Il s’agissait d’interventions d’un collectif, FMR, soit entre 15 et 30 bénévoles, usagers pairs de la fête, formés par le CSAPA et qui intervenait sur site à la demande des organisateurs, communes ou associations de jeunes.

Le CSAPA mettait à disposition de personnes relais son expertise ainsi que du matériel (stand, chill out, brochures, matériel de RdR). Là encore, les organisateurs étaient partie prenante.

Que retenez-vous de cet axe festif?

Essentiellement qu’il faut veiller à ce que les personnes qui organisent des événements puissent elles-mêmes développer du «prendre soin». Il faut tenir compte de la question des codes forcément différents entre le milieu rural et le milieu urbain et, enfin, il y a l’insertion dans des réseaux. Il n’est pas possible de se rendre dans certains endroits parce que nous ne possédons pas les codes du milieu et nous n’avons pas vocation à aller partout. Et en même temps, il faut pouvoir s’acculturer et travailler ensemble.

_ _ _ _

## Consigne de travail 1
Reproduisez à l'identique le passage de l'extrait consacré à l'axe festif qui s'ouvre sur les mots contenant « Le CSAPA mettait » et se clôt sur « étaient partie prenante. ».
## Consigne de travail 2
Reprenez l'extrait consacré à l'axe festif là où il s'interrompt et poursuivez-en la rédaction.

_ _ _ _

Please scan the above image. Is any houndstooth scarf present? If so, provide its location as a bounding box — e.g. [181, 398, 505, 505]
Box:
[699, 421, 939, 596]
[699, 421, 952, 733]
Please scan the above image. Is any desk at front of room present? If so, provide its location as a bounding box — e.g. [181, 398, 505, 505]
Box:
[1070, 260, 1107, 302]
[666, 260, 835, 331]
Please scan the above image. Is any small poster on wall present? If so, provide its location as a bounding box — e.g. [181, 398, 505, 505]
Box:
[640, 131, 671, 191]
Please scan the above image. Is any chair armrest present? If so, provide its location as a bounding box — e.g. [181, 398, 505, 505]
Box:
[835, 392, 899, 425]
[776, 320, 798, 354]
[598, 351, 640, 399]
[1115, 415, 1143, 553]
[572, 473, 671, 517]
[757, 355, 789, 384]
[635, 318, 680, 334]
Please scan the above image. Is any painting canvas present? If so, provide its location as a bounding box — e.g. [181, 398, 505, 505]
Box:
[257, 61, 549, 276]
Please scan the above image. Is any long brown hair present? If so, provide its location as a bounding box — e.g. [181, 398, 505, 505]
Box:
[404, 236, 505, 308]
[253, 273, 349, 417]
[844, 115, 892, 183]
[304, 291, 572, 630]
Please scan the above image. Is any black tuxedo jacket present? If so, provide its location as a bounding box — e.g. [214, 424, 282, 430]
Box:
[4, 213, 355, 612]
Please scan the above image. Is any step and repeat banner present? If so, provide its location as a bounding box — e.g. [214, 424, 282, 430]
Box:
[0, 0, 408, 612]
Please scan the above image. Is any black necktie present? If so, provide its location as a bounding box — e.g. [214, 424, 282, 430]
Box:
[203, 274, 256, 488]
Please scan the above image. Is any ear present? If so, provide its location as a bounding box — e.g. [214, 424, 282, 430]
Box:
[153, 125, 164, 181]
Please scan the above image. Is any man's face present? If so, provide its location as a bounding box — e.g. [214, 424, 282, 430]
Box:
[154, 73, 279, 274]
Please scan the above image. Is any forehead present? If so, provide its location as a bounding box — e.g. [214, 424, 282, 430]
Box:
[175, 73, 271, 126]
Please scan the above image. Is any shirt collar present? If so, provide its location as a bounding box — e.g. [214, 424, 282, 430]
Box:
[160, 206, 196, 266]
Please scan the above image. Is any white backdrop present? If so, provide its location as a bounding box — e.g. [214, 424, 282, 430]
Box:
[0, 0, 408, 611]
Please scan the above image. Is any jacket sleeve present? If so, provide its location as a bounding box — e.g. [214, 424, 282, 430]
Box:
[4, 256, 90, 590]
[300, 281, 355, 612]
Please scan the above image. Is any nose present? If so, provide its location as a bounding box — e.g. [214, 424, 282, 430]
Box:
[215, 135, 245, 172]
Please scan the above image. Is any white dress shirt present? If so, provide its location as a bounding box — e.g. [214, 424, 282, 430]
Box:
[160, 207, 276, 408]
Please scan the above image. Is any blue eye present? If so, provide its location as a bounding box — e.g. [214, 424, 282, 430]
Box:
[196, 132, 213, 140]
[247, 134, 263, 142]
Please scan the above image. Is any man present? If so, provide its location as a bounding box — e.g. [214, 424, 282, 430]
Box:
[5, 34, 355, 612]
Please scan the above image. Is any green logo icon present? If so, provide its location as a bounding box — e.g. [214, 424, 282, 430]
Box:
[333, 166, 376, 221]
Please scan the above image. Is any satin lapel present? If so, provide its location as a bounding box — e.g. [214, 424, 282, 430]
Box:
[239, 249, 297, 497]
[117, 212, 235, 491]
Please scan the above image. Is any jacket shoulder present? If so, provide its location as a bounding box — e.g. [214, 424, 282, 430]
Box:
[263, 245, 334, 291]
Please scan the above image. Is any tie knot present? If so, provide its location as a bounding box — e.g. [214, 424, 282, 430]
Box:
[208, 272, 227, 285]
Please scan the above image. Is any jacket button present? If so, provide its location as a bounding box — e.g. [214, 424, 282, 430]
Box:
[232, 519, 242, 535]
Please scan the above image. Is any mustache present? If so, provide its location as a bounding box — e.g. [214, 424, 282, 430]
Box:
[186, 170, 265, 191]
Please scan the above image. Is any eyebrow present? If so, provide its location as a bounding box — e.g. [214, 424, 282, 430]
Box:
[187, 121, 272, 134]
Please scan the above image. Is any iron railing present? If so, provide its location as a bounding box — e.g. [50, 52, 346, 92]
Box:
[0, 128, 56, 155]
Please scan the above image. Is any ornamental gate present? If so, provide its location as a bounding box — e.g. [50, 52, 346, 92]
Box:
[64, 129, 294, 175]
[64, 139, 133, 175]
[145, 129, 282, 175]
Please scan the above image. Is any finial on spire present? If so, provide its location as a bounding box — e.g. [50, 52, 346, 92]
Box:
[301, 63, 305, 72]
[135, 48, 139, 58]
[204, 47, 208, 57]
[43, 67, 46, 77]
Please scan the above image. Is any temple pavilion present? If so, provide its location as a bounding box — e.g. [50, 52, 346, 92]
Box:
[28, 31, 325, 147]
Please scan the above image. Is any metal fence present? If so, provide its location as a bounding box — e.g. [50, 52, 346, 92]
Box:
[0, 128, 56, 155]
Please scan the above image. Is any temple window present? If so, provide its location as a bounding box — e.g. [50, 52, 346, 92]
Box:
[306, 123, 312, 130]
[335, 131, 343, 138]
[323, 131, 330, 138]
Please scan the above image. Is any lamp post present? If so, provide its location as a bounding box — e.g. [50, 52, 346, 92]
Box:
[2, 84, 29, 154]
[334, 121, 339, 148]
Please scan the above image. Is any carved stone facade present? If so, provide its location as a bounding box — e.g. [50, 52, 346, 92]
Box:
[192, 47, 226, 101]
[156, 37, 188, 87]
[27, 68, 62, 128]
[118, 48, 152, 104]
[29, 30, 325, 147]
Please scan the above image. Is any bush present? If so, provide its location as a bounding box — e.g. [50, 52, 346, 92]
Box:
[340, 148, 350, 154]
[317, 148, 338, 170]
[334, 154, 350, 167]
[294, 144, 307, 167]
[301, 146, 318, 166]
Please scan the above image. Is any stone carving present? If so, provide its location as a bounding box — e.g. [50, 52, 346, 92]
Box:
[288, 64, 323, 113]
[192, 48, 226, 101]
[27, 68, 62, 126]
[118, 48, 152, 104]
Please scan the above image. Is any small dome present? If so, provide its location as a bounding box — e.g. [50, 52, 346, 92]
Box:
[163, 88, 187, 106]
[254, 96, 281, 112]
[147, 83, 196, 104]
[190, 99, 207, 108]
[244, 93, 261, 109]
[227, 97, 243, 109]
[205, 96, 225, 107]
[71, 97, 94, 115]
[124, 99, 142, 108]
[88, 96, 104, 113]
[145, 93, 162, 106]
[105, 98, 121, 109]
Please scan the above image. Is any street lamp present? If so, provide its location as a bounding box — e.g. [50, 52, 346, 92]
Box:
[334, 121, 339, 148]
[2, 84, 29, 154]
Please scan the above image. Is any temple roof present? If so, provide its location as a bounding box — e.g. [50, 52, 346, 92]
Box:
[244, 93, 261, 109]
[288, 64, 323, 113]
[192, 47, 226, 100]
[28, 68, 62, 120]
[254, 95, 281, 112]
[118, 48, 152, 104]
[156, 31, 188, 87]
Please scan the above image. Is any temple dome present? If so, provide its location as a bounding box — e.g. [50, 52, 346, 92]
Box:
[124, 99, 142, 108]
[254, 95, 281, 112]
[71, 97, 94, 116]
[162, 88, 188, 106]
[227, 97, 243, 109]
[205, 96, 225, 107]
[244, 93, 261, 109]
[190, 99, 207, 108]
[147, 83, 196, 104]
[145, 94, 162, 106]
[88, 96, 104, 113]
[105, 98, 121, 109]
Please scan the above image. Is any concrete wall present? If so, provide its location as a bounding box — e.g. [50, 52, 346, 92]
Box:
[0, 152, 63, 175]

_ _ _ _

## Réponse fournie 1
Le CSAPA mettait à disposition de personnes relais son expertise ainsi que du matériel (stand, chill out, brochures, matériel de RdR). Là encore, les organisateurs étaient partie prenante.

## Réponse fournie 2
Vous avez évoqué des interventions en milieu scolaire?

L’idée était de ne pas faire du «one-shot» et de former les équipes pédagogiques et médico-sociales afin d’avoir un langage partagé/commun entre professionnels. Et selon mon expérience, les équipes en milieu rural sont plus faciles à mobiliser qu’en zone urbaine.

L’infirmière scolaire, l’assistante sociale peuvent repérer. L’objectif était de les outiller, avec une formation à l’entretien motivationnel par exemple.

Et par la suite, de développer une permanence ponctuelle de la CJC dans les établissements. Et toujours intervenir auprès des élèves en les associant et en partant du programme, les questions des addictions, des conduites, du plaisir étant abordées sous différents angles afin de développer une culture commune. Et si l’on veut diffuser cette culture commune, il faut du temps et un peu de présence.

La mobilisation des acteurs scolaires en milieu rural est-elle plus aisée?

En milieu rural, tout se sait très vite. Il y a la question de l’image. Si un réseau de consommateurs est démantelé dans un établissement scolaire, l’établissement est immédiatement identifié, donc il peut y avoir une volonté de la part de la direction de préserver l’image de l’établissement, ce qui facilite la mise en place de partenariats.

Vous avez rencontré des résistances?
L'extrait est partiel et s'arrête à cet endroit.